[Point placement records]
---------------
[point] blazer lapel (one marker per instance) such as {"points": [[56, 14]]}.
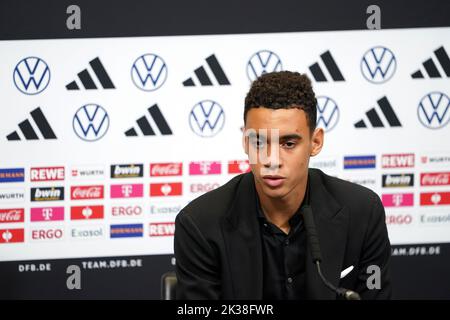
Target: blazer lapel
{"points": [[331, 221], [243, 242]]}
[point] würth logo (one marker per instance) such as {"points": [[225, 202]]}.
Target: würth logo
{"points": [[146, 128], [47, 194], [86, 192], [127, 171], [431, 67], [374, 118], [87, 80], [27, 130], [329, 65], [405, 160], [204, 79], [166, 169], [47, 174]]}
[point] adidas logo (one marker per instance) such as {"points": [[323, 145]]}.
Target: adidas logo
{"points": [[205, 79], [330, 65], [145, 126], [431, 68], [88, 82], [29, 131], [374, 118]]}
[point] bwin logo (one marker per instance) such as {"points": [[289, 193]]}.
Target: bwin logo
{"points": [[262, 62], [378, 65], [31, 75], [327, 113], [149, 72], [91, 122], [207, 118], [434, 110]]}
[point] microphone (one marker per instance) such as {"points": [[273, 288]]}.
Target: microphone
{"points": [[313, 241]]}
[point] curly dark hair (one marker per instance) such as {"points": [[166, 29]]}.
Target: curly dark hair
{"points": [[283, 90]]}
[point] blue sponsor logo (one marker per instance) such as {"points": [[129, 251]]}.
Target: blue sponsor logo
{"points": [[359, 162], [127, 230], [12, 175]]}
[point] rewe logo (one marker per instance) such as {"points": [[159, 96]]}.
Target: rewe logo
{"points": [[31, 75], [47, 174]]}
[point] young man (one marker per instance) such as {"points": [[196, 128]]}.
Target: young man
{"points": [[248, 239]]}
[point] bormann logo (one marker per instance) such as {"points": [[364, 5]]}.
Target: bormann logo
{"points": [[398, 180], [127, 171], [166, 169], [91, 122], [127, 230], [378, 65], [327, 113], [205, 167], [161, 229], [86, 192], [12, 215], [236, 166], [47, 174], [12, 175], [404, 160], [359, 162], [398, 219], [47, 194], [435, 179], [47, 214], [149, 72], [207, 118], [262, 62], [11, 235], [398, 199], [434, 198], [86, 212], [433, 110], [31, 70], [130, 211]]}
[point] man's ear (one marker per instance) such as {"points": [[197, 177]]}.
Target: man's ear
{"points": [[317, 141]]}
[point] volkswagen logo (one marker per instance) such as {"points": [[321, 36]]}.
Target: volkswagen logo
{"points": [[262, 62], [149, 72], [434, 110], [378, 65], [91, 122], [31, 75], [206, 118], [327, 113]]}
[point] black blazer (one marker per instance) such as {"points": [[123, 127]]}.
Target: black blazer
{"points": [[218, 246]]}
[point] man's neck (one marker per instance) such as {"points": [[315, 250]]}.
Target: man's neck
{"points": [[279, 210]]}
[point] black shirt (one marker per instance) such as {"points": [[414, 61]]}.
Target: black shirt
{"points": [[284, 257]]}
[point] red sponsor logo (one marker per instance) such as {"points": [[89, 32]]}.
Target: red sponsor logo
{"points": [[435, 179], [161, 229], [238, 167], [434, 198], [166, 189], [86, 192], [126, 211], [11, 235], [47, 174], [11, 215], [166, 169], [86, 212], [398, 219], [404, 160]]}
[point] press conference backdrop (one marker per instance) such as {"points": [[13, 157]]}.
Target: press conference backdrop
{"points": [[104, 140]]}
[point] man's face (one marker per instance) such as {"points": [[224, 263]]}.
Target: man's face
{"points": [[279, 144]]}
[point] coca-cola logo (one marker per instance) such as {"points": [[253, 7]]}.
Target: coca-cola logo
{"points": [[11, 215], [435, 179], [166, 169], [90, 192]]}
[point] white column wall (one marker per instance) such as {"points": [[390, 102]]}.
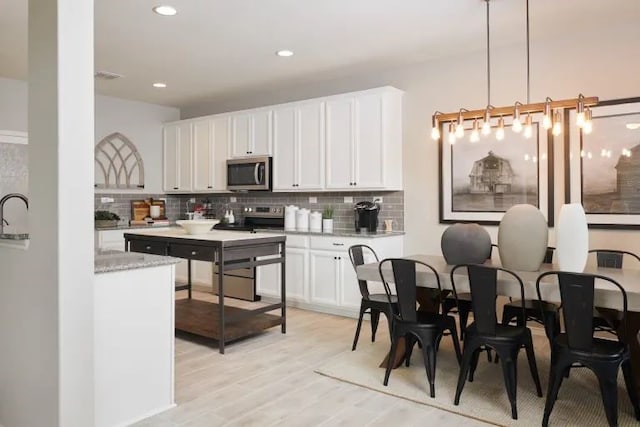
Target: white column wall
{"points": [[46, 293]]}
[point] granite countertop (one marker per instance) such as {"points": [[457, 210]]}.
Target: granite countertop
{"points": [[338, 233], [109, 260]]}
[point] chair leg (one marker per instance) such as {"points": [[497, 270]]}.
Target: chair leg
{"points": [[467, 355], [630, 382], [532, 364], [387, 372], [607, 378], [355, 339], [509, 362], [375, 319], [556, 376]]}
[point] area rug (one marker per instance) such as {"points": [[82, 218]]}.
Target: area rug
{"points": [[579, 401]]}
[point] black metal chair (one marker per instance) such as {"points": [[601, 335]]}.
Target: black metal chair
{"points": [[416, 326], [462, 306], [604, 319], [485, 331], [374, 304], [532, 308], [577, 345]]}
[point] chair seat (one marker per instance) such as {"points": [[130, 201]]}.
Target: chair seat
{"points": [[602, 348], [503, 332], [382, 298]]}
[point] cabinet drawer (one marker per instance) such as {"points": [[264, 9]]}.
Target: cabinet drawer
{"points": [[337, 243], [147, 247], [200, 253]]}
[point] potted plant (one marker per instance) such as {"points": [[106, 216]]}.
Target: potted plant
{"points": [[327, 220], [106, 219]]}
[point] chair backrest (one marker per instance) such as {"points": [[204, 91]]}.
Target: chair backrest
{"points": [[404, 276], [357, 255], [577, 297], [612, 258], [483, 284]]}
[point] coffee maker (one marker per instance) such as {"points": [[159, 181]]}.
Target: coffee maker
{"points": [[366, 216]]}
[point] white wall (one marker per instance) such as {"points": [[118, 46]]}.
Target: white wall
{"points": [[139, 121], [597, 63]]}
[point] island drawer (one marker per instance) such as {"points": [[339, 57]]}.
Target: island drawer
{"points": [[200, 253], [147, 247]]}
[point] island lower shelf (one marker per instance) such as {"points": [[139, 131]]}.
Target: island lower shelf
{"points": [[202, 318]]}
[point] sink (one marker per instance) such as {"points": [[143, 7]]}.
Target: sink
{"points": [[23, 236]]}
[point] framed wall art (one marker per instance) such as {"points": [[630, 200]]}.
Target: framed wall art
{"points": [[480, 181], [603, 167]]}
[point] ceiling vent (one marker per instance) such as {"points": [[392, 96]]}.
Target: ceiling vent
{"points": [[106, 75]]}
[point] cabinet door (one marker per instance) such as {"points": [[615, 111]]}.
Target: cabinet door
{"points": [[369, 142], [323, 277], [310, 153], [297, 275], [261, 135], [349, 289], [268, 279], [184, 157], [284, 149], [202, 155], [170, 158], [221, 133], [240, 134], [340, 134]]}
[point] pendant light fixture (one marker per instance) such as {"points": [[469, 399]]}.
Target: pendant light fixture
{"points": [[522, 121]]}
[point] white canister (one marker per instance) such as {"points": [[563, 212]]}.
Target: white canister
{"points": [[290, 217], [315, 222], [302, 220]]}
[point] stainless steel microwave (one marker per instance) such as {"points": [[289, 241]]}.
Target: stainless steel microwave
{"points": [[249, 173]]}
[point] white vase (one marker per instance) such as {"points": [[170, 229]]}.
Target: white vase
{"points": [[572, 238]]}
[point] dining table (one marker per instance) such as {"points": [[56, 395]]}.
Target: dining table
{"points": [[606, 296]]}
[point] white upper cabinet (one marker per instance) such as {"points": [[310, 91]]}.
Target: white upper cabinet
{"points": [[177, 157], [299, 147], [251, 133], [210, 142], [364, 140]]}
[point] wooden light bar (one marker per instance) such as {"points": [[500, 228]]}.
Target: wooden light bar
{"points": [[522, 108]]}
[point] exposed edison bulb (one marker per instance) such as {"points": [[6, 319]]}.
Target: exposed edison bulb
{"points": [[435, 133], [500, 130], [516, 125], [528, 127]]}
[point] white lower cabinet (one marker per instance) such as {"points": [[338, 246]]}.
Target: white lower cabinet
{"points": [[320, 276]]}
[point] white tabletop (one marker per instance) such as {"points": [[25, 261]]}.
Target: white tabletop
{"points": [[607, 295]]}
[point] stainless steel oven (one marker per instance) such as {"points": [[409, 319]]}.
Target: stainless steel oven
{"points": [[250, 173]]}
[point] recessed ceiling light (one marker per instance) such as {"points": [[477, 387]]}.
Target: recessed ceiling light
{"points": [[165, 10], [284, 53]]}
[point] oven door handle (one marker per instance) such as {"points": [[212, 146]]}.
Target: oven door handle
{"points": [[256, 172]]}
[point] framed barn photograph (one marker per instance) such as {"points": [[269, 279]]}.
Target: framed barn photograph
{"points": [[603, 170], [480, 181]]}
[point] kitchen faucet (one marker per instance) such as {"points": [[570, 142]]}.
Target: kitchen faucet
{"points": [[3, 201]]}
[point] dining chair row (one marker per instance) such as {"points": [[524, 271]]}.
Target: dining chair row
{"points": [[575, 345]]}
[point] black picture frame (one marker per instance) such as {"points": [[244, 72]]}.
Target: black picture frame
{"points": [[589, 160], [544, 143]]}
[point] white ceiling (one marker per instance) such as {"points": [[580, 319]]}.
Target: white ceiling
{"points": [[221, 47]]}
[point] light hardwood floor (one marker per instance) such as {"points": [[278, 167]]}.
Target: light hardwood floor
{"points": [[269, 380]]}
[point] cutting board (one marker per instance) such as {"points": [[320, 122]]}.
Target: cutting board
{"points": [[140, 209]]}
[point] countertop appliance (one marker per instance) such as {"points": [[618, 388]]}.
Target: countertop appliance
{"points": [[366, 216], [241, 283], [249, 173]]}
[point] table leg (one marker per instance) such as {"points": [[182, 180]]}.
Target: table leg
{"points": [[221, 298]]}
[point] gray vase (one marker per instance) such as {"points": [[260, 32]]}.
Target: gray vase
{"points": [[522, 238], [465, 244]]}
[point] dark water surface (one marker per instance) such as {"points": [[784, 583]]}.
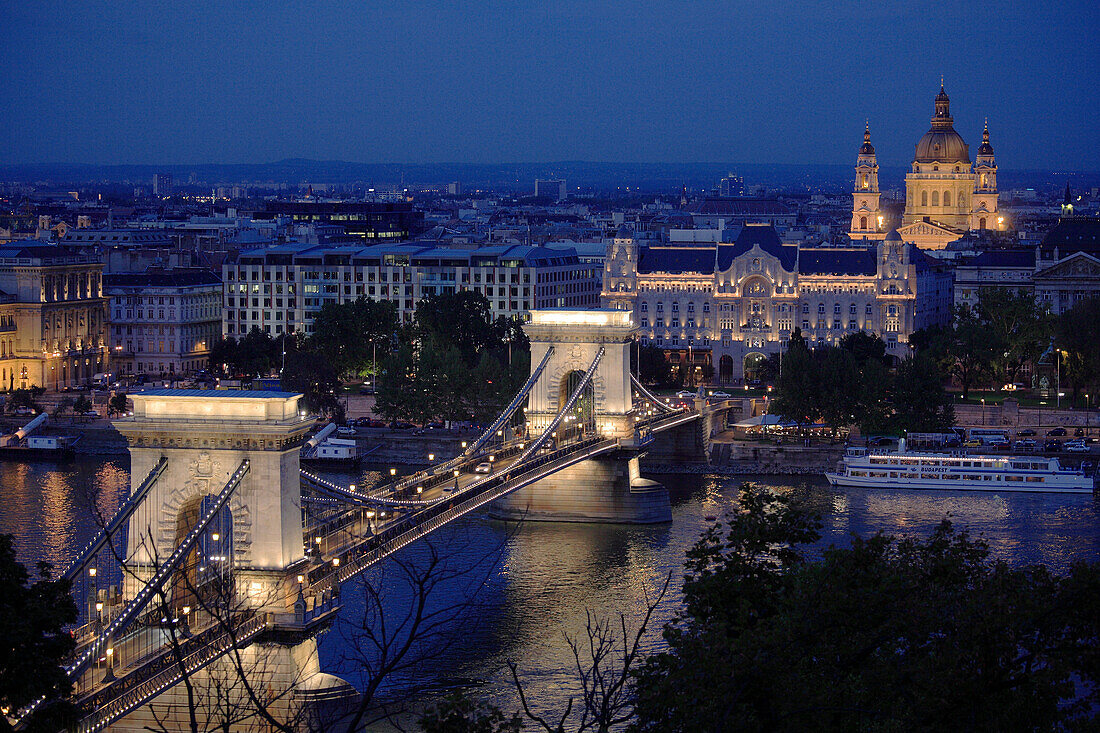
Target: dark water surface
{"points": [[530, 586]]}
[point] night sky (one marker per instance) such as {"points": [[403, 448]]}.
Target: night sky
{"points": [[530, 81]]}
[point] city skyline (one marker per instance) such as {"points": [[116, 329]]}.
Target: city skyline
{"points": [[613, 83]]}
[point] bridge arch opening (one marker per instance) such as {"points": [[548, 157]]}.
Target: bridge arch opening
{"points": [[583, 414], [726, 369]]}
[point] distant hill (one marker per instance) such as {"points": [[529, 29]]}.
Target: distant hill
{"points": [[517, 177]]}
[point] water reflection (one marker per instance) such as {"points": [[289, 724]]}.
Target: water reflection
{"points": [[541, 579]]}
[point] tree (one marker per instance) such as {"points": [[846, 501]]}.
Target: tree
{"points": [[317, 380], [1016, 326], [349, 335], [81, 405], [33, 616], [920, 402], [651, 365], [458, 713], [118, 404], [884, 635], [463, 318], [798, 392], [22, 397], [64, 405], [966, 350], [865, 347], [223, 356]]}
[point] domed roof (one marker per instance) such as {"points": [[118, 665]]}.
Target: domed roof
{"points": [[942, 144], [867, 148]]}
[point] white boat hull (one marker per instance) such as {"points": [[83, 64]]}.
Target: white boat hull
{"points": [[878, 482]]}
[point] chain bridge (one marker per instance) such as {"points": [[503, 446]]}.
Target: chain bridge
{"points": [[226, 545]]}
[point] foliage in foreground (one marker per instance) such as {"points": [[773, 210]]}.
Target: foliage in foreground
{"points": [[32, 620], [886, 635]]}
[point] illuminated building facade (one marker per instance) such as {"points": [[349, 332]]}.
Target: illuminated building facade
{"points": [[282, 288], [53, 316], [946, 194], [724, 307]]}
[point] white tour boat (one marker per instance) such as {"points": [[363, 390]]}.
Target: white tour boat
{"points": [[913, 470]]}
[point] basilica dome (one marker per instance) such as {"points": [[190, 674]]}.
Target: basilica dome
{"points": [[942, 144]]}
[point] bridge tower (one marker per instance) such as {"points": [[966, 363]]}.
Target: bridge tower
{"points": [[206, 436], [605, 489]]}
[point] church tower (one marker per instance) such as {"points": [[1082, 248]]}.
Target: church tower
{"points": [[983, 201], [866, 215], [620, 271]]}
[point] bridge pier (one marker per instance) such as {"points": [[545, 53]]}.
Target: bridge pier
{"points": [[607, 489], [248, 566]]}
---------------
:: STATED EXERCISE ::
Take the line in which "[point] distant hill" occurs and each subsequent line through the end; give these lines again without alteration.

:: SOLVED PROBLEM ::
[point] distant hill (one marker per instance) such as {"points": [[529, 29]]}.
Target: distant hill
{"points": [[517, 177]]}
[point] water reflection (one marker per instance) such as {"points": [[289, 724]]}.
Target: water reflection
{"points": [[541, 579]]}
[point] tree (one marker per instance) such as {"points": [[846, 501]]}.
Target: tree
{"points": [[317, 380], [1016, 326], [349, 335], [81, 405], [33, 616], [920, 402], [651, 365], [458, 713], [118, 404], [884, 635], [463, 318], [798, 392], [22, 397], [64, 405], [966, 350], [865, 347], [223, 356]]}
[point] domed roof (one marker per instance) such as {"points": [[118, 665]]}.
Target: domed roof
{"points": [[942, 144], [867, 148]]}
[point] white boat hull (one marker per instance) such as {"points": [[83, 64]]}.
Target: white boat hull
{"points": [[878, 482]]}
[point] chain bridge (one marker per instance) such as {"points": [[503, 446]]}.
Target: chain bridge
{"points": [[226, 545]]}
[point] foliage in foreground (one marker per instance) such as {"points": [[773, 210]]}.
Target: foliage in foreground
{"points": [[32, 620], [886, 635]]}
[point] illuminated building facade (one marker per instance) such as {"points": [[349, 332]]}.
Target: illuminated building facade
{"points": [[282, 288], [53, 316], [946, 194], [724, 307]]}
[point] white tour boat (one marker per instance) such as {"points": [[363, 390]]}.
Target: white tour boat
{"points": [[913, 470]]}
[point] basilica dome (one marker per instance) such as {"points": [[190, 674]]}.
Target: basilica dome
{"points": [[942, 144]]}
[point] bridge tower (one marker per instance) such as {"points": [[966, 363]]}.
Target: bridge tower
{"points": [[206, 436], [605, 489]]}
[point] church tower (one marker per instance) such as {"points": [[1082, 248]]}.
Target: church tower
{"points": [[983, 201], [866, 215], [620, 271]]}
[point] bridge pier (one marker per instance) such as {"points": [[545, 53]]}.
Target: bridge pier
{"points": [[607, 489], [248, 566]]}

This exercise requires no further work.